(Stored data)
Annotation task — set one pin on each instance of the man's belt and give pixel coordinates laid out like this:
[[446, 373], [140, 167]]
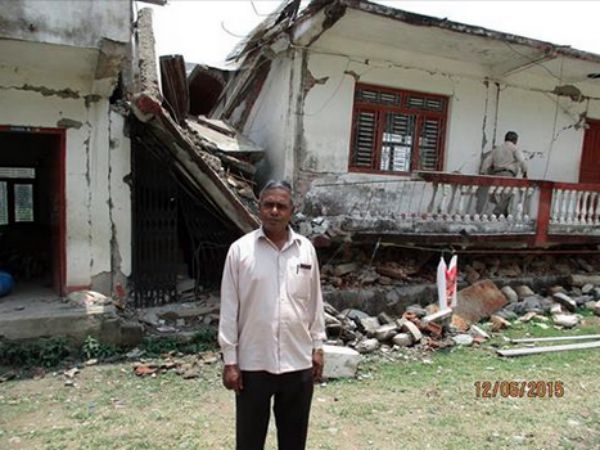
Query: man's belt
[[496, 171]]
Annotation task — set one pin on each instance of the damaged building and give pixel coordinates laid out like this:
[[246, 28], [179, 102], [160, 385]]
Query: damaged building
[[64, 200], [381, 118], [105, 184], [130, 174]]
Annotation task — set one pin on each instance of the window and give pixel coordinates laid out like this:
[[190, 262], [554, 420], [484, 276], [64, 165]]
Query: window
[[17, 195], [397, 131]]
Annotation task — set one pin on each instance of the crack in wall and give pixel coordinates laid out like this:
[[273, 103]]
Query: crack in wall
[[45, 91], [117, 278]]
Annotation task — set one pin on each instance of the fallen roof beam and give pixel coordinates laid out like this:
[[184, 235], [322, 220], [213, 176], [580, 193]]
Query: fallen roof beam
[[552, 348], [583, 337]]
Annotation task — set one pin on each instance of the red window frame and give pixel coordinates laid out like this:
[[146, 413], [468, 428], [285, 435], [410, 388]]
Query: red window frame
[[381, 109]]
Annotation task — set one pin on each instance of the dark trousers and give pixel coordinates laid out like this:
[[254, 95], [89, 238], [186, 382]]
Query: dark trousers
[[292, 393]]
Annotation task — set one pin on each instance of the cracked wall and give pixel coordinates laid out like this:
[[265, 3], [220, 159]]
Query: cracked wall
[[98, 218]]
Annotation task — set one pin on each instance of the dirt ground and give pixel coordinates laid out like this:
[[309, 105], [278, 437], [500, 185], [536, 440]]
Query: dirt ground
[[400, 400]]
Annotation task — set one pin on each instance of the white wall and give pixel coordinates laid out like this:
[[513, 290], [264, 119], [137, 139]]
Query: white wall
[[90, 164], [66, 22], [474, 118], [271, 123], [328, 111]]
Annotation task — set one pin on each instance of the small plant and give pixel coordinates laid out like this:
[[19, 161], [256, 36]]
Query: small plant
[[204, 339], [44, 352], [94, 349]]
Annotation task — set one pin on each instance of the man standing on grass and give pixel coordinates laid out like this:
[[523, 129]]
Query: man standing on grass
[[271, 327]]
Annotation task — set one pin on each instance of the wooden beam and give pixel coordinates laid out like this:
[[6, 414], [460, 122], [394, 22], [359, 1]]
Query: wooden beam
[[548, 349]]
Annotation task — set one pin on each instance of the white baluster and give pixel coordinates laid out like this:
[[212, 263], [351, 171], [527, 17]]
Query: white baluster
[[431, 206], [443, 209], [593, 200], [597, 212], [577, 219], [571, 208], [584, 208], [563, 207]]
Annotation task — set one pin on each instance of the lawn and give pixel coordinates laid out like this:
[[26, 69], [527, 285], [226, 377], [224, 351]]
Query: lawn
[[402, 400]]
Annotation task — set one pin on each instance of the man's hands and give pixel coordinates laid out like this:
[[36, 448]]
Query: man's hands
[[232, 378], [318, 361]]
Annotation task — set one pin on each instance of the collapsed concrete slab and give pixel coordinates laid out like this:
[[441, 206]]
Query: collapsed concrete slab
[[477, 302]]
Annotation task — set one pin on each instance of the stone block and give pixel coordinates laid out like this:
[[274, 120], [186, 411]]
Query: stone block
[[524, 291], [344, 269], [370, 325], [385, 332], [565, 320], [477, 302], [340, 362], [510, 294], [565, 301], [402, 339], [367, 345]]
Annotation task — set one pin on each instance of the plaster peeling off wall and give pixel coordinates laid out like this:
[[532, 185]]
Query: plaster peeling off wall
[[66, 22], [328, 111], [90, 164], [120, 199], [268, 124], [545, 124]]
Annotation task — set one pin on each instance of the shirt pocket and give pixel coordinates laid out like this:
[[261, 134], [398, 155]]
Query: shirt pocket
[[299, 282]]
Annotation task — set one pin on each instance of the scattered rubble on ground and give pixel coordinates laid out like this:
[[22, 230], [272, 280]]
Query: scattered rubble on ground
[[482, 310], [188, 368]]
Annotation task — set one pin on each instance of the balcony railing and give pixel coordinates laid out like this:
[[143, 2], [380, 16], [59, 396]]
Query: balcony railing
[[445, 205]]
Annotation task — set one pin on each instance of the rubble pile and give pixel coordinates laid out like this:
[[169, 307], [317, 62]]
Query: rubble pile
[[482, 309], [188, 368]]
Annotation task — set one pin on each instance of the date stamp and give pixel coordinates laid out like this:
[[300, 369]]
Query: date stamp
[[519, 389]]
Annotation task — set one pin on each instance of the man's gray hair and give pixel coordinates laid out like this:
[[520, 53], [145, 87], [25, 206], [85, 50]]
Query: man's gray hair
[[511, 136], [276, 184]]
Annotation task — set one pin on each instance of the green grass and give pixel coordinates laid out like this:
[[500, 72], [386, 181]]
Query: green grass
[[395, 404]]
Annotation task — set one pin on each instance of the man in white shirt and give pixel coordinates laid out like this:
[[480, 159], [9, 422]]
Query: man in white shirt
[[504, 160], [271, 327]]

**TASK REQUIREMENTS**
Copy out every one of the rows above word for word, leaving out the pictures.

**RESPONSE TO THE TASK**
Annotation task — set one pin on each instance of the man's belt and give pixel coordinates laid out like this:
[[446, 373], [140, 167]]
Query: man's belt
[[496, 171]]
Annotation task — set one pin on each instance of the damaged building and give pixel coordinates laid out like this:
[[246, 28], [179, 102], [160, 385]]
Query: damaged building
[[64, 200], [381, 118], [105, 184], [130, 174]]
Annotation task — set one pin on each instance of the window and give pixel coordinates laid out like this:
[[190, 262], [554, 420], [484, 276], [64, 165]]
Query: window
[[17, 195], [397, 131]]
Annotation task — set one pin on each instance of the crack in wall and give pixel coordinates laid out like this:
[[273, 103]]
Query: crack in wall
[[45, 91], [117, 278]]
Annotation task — set one pin on each instance of the fallen roof beam and give pixel coordinates laid out like this:
[[184, 235], [322, 220], [213, 176], [580, 193]]
Query: fallen roof beam
[[552, 348], [583, 337]]
Annotation task — set one pin on each instance of the red window frame and give pixel coordinates laid out like this:
[[146, 413], [468, 428], [285, 435], [410, 388]]
Query: red window frame
[[381, 109]]
Annotation task — set one pin on each instance of the dark trousers and give pixel coordinates laid out like this:
[[254, 95], [89, 238], [186, 382]]
Query: dark trousers
[[292, 393]]
Annotation task — set one pin on each instance of the cracked wall and give pixel coordinates laid out like this:
[[265, 3], [220, 159]]
Query: cracked wall
[[98, 218]]
Annotation task — set one pin on each instance of the dirt ground and give pixel coordinates laid out like this:
[[309, 105], [278, 437], [500, 185], [536, 440]]
Query: dirt ground
[[400, 400]]
Annotation task — set one pin on each instance of the white wall and give pixel coordinates laid out like this:
[[513, 290], [264, 119], [137, 139]]
Query: white wall
[[90, 164], [66, 22], [474, 118], [271, 123], [328, 111]]
Annotation task — set one pin on each instance of the small plant and give pixel coordinates laid out like this:
[[19, 161], [256, 36]]
Query: small plant
[[204, 339], [44, 352], [94, 349]]
Annotation task — set one pin on each instance of the man standing on grass and give pixel coordinates laid out like this:
[[523, 129]]
Query: man standing on grass
[[271, 327]]
Annotation task — set one pin on each instance of the wooden beam and give pixel coordinates laid out like this:
[[6, 414], [460, 122], [394, 22], [359, 1]]
Query: wooden beam
[[548, 349]]
Annotation task — set one pin on each instance of the white baluster and give pixel coordinates laid out like this:
[[212, 263], [351, 171], [527, 17]]
Query: white baluster
[[431, 206], [443, 209], [593, 200], [597, 212], [577, 219], [571, 208], [584, 208], [563, 207]]
Annotation task — set one pin on each instance of the lawn and give pixel coordinates laid out like this:
[[26, 69], [527, 285], [226, 377], [224, 351]]
Query: lawn
[[402, 400]]
Annotation task — set one pin on each instance of the man's hands and give pixel coordinates laid out like this:
[[36, 448]]
Query: man's hands
[[232, 378], [318, 361]]
Annotation task — set one pin on each instance of the collapsed concrete slab and give pixel coordinates laid out like this:
[[441, 206]]
Query: collapsed concrete slab
[[477, 302]]
Annotation task — set one pin on each instance of the stone block and give pixel coordinates laid out like this:
[[274, 120], [186, 411]]
Query: stone block
[[524, 291], [344, 269], [370, 325], [385, 332], [565, 320], [477, 302], [340, 362], [510, 294], [565, 301], [402, 339], [367, 345]]
Annotation task — set one pin on each instance of the plaster peeling off wall and give pixel coordinates laid out like this:
[[532, 185]]
Query: plaster peeling off wall
[[66, 22], [328, 111], [90, 164], [120, 199], [268, 124], [545, 124]]
Annotation task — set one pin on each instance of the shirt pocket and give pixel coordinates laid out like this:
[[261, 134], [398, 155]]
Query: shirt pocket
[[299, 282]]
Annotation task — set one pin on each instance of the scattered rubble on ground and give pixel coordinates laid out like this:
[[22, 230], [272, 280]]
Query: scattered rubble on ground
[[482, 310], [188, 368]]
Annotation task — set one pin on each instance of the balcony railing and give pixel coordinates laid out like this:
[[143, 2], [380, 16], [59, 396]]
Query: balcony railing
[[445, 205]]
Annotation task — set one pin on each instance of the rubble pile and give pixel coordinates laid out like this:
[[169, 307], [317, 62]]
Query: rubble pile
[[482, 309], [188, 368]]
Annotation task — set one pin on each instance of the date stamp and give pixel coordinates laid out like this:
[[300, 369]]
Query: date stamp
[[519, 389]]
Annotation task — set one pin on each instance of the man's gray hair and give pixel coordinates laid out like this:
[[520, 53], [145, 87], [25, 206], [85, 50]]
Query: man's gray hair
[[511, 136], [276, 184]]
Annotation task — set one pin on each instance of the green grass and give pixel coordinates laid out like this:
[[500, 72], [386, 181]]
Query: green grass
[[395, 404]]
Annotation task — set one pin on each instance of the man in white shirt and give pixel coordinates laid out like this:
[[480, 159], [9, 422]]
Query: man in white shirt
[[504, 160], [271, 327]]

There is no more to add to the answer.